■ Document segment ■

Thanks to travel, Thanksgiving, and a trip to the dentist, I’ve not had the chance to post recently, so let’s get back into the swing of things with the weekly roundup of some news from the art and design world.

Lost: Marketing Michelangelo

In what seems something of an unusual decision, an Italian civil court has ruled that a tour guide operator must immediately cease and desist using images of Michelangelo’s “David” to advertise its tours of the Accademia in Florence, where the monumental statue is housed. While the motive for the lawsuit, which was brought by the museum, appears to have centered around the inflated pricing of the tour company (entrance to the museum normally costs around $9.50 while the company charges over $53), it has implications for other Italian cultural institutions as well. “The director of the Uffizi gallery,” The Guardian notes, “which brims with renaissance masterpieces, said it was preparing similar claims.” Will this mean a corresponding decline in the use of unlicensed images of the David and other works of Italian art for things such as fridge magnets?

■ Dataset extract ■

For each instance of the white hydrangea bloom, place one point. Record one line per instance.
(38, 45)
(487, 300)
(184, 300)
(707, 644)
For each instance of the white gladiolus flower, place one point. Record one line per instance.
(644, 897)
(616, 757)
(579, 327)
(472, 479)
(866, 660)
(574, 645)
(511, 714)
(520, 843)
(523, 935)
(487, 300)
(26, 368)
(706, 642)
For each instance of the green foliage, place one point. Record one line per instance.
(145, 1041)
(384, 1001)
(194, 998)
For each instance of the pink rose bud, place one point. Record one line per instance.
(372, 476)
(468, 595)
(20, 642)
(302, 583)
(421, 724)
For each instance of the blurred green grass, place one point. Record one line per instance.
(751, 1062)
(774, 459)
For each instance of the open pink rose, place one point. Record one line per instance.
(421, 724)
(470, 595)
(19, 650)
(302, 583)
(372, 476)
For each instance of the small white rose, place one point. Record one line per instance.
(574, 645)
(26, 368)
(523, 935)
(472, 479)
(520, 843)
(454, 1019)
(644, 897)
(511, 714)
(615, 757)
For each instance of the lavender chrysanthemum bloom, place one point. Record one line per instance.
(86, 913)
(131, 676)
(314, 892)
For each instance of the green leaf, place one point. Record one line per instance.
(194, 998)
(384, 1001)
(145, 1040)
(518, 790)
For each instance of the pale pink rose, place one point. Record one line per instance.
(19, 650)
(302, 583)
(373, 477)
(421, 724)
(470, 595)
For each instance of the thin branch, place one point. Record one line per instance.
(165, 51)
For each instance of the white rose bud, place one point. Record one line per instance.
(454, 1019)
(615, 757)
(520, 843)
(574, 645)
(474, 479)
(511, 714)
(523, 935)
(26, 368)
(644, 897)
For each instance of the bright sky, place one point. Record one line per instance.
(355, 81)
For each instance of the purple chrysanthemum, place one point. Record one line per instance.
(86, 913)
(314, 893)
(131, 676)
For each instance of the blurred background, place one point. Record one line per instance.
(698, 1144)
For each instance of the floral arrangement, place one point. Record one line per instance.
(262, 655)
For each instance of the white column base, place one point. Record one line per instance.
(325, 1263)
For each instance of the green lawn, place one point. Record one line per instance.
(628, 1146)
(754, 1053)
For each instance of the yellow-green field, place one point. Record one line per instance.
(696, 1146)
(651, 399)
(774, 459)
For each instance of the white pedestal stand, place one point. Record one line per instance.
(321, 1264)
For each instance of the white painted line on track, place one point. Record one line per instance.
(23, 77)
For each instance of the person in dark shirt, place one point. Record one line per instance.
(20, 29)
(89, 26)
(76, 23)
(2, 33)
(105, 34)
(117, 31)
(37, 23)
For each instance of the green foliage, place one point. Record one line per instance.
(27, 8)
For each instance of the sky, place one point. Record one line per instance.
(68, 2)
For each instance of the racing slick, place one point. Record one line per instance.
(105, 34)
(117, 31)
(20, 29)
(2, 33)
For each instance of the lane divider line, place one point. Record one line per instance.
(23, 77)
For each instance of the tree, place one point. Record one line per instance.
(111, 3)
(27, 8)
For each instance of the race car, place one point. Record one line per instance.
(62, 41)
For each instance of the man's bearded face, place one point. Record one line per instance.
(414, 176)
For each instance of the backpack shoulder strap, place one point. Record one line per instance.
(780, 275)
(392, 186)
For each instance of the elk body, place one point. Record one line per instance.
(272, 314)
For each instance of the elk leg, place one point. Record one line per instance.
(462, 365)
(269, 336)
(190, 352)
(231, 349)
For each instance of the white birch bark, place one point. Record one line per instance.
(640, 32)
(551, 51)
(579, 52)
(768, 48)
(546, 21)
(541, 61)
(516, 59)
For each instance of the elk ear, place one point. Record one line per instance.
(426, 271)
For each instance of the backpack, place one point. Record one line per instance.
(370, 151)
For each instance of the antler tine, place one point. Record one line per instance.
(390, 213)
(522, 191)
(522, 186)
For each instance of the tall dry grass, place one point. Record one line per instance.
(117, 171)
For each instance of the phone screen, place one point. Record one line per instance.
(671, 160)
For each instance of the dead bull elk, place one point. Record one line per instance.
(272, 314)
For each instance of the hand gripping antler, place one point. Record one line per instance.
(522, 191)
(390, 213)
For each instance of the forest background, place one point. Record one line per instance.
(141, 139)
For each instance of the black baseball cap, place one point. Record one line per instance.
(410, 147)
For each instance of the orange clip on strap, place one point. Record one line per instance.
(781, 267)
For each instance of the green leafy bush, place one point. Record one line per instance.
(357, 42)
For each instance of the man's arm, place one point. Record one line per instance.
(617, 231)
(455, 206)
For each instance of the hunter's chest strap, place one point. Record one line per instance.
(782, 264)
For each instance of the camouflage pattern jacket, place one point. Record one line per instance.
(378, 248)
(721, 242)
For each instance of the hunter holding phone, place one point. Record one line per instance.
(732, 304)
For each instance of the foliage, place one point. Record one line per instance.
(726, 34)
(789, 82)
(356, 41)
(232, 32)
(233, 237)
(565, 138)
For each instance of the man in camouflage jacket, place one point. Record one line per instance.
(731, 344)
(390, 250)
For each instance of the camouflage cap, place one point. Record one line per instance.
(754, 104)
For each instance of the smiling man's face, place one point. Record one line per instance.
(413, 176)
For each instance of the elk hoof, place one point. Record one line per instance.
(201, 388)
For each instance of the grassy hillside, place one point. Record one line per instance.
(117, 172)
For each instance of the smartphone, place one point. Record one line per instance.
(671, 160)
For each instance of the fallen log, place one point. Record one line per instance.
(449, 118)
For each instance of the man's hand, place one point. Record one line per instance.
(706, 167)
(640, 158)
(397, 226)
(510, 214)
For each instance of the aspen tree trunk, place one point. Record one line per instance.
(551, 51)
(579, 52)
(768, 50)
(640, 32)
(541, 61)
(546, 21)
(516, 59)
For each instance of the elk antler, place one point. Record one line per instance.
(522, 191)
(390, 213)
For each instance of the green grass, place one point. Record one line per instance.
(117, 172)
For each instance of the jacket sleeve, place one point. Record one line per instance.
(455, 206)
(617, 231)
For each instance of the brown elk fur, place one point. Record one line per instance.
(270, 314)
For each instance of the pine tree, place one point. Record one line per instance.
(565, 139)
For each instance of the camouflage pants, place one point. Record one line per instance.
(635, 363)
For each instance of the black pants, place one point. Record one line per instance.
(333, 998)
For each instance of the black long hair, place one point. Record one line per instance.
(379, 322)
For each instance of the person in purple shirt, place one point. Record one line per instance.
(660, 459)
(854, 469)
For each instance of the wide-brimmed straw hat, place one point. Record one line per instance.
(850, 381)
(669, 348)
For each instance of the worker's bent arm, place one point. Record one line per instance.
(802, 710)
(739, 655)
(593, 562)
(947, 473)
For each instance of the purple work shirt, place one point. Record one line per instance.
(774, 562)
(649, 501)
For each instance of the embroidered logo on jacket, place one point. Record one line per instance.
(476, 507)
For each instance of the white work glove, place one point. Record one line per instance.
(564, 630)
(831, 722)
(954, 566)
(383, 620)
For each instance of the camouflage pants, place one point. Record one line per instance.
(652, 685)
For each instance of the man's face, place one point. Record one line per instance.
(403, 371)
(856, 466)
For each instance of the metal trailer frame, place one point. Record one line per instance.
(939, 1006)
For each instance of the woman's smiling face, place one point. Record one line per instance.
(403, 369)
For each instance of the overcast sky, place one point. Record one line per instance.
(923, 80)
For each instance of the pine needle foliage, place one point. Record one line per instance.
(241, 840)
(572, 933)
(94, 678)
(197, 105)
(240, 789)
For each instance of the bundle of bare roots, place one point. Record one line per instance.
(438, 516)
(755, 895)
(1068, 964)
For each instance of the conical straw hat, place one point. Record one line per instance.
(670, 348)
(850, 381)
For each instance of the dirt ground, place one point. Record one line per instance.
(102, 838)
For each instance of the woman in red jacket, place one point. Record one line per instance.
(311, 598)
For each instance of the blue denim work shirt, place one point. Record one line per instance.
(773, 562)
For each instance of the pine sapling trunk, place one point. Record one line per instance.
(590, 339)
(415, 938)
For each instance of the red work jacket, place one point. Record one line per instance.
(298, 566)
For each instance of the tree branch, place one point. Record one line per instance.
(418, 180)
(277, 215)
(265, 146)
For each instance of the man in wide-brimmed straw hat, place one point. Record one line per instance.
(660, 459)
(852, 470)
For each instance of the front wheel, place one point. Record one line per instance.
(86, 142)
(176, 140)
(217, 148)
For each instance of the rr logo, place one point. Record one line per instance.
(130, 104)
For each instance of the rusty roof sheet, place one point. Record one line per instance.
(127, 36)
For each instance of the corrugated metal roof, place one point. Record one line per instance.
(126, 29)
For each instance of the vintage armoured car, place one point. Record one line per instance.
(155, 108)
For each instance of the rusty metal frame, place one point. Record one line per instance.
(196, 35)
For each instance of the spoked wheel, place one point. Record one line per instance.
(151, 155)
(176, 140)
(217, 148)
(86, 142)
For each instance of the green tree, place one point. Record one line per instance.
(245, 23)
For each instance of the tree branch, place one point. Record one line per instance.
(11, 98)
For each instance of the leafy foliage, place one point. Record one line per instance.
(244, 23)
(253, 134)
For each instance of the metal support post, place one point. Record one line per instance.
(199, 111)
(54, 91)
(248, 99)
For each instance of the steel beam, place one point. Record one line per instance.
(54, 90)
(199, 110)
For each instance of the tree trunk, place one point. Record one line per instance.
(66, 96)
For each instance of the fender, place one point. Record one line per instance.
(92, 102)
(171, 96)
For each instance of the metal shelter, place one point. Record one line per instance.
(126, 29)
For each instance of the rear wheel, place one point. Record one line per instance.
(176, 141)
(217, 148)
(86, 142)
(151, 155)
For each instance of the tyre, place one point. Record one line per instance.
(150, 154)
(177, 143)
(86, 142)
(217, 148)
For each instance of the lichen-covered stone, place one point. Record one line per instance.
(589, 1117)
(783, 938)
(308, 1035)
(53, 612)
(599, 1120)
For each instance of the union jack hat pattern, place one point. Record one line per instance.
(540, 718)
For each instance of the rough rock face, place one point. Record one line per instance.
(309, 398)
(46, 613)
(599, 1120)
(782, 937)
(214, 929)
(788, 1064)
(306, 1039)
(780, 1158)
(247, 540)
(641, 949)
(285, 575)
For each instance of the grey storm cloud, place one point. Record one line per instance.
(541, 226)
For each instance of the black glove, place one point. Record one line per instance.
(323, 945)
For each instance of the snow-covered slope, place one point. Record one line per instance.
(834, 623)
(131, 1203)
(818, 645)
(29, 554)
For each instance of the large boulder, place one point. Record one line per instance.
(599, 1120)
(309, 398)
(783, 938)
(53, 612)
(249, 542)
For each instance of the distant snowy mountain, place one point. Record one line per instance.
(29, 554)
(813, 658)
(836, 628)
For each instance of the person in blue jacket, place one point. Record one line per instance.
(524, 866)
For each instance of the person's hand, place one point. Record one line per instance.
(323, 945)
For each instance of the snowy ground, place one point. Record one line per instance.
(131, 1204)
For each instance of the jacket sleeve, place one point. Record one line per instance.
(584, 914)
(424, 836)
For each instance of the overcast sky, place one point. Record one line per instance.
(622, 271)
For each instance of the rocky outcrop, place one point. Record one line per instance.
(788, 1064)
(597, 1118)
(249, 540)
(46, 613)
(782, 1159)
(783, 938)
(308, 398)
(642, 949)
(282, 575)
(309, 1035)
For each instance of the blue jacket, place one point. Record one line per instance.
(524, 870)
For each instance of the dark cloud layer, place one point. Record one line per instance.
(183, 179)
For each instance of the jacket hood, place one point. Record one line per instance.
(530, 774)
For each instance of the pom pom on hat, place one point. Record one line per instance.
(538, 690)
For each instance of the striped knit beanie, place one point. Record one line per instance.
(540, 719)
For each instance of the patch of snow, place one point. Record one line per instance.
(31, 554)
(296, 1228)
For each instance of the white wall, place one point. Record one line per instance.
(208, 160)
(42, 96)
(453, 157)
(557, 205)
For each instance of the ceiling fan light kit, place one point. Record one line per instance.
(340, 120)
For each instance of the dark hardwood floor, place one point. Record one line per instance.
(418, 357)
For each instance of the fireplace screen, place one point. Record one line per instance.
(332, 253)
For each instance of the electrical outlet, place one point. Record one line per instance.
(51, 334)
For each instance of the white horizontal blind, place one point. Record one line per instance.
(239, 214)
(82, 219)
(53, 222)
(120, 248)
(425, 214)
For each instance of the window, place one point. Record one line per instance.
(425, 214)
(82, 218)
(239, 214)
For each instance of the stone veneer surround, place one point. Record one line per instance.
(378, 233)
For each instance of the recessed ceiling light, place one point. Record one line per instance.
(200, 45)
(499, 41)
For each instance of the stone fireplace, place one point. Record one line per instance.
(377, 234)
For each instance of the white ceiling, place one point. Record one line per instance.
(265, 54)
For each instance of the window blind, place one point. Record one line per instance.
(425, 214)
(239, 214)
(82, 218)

■ Problem set ■
1. Set down the art and design roundup word for word, starting with "Thanks to travel, Thanksgiving, and" and going on through "and design world.".
2. Resume the art and design roundup, picking up after its last sentence.

■ Answers for this exercise ■
1.
Thanks to travel, Thanksgiving, and a trip to the dentist, I’ve not had the chance to post recently, so let’s get back into the swing of things with the weekly roundup of some news from the art and design world.

2.
David

Lost: Departing Dalí (?)

Catalan Surrealist Salvador Dalí (1904-1989) is primarily known for his bizarre paintings, but he made a number of bizarre objects, as well, including a telephone shaped like a lobster, and a sofa shaped like the lips of American actress and entertainer Mae West (1893-1980). The sofa was originally commissioned by British art collector Edward James (1907-1984) for his country house, which was filled with Surrealist art and furnishings. The first of the two owned by James went under the hammer at Christie’s London on December 15th, 2016; Christie’s sold the second in February of this year. The British government has just stepped in and placed a temporary export ban on the second couch, to allow time for funds to be raised in order for the piece to remain in the UK. As there are several of these by Dalí in existence, and this particular one was slightly altered by James to fit in his house, I’m not sure that it will attract a great deal of public support, but stay tuned.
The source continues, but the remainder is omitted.